- AIM OF THE TASK: Could you repeat all of the entries below word for word, apart from the pictures?

- RECORDS FOR THIS EXERCISE:

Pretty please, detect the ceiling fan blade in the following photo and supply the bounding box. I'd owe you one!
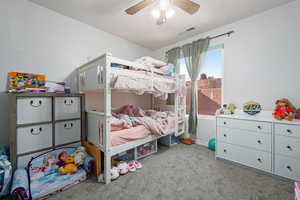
[171,0,200,15]
[125,0,155,15]
[157,10,167,25]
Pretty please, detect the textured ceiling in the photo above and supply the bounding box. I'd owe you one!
[30,0,295,50]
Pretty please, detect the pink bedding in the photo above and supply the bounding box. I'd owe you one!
[111,125,151,146]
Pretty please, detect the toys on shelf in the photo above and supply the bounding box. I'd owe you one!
[217,104,236,115]
[273,98,296,121]
[296,109,300,120]
[243,101,262,115]
[8,72,46,93]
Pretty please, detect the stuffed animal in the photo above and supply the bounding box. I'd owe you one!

- SOLVED PROBLEM:
Pretty please, detect the ceiling fan blade in the following photo and supply the bounding box. I'd owe you one!
[171,0,200,15]
[125,0,155,15]
[157,10,167,25]
Pretty please, detect the textured ceiling in the photo above and supply the bounding box. I'd owe you one!
[30,0,295,50]
Pretty please, detect the pink bedding in the photo above and supply the bounding box. I'd owe you one!
[111,125,151,146]
Pretty please, detect the toys on shelf in the photo above and supply the bounding box. I'd owe you one!
[217,104,236,115]
[273,98,296,121]
[296,109,300,120]
[243,101,262,115]
[8,72,46,93]
Pretty please, detect the stuffed animal in the photo above and supply the bounding box. I'd owe you one!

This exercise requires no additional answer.